The task:
Return every line of the material below that contains the string "Target", matching case exactly.

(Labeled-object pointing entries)
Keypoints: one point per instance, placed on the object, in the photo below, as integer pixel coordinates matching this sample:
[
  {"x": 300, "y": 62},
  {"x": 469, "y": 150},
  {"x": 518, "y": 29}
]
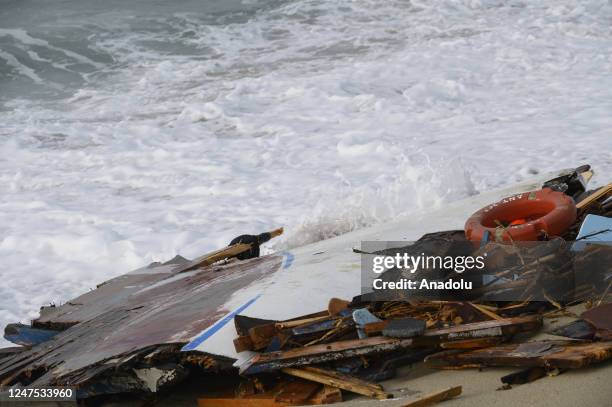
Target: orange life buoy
[{"x": 525, "y": 217}]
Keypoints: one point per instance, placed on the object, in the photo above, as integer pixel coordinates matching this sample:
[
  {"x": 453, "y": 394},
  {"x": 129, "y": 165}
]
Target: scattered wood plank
[
  {"x": 339, "y": 380},
  {"x": 243, "y": 343},
  {"x": 487, "y": 312},
  {"x": 297, "y": 392},
  {"x": 551, "y": 354},
  {"x": 486, "y": 329},
  {"x": 594, "y": 197},
  {"x": 337, "y": 305},
  {"x": 472, "y": 343},
  {"x": 322, "y": 353},
  {"x": 300, "y": 322},
  {"x": 524, "y": 376},
  {"x": 375, "y": 327},
  {"x": 262, "y": 335},
  {"x": 436, "y": 397},
  {"x": 213, "y": 257},
  {"x": 327, "y": 395}
]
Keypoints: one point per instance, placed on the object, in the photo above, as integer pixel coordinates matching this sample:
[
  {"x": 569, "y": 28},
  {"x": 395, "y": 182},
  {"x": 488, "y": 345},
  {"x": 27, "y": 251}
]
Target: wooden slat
[
  {"x": 327, "y": 395},
  {"x": 338, "y": 380},
  {"x": 436, "y": 397},
  {"x": 320, "y": 353},
  {"x": 297, "y": 392},
  {"x": 561, "y": 355},
  {"x": 591, "y": 199},
  {"x": 213, "y": 257}
]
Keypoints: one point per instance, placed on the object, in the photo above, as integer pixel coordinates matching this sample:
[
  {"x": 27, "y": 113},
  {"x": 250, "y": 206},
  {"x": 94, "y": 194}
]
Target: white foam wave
[{"x": 319, "y": 116}]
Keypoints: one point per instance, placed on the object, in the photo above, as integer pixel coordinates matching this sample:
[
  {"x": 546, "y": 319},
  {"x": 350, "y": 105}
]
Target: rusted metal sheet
[{"x": 171, "y": 310}]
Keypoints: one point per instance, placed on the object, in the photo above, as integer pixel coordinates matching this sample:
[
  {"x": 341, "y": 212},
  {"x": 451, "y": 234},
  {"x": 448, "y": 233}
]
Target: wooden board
[
  {"x": 271, "y": 361},
  {"x": 547, "y": 354}
]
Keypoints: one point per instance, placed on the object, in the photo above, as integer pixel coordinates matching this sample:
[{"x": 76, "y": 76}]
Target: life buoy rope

Answer to the problem:
Target: orange life buoy
Target: scattered wood plank
Target: wooden slat
Target: white foam wave
Target: rusted metal sheet
Target: wooden board
Target: life buoy rope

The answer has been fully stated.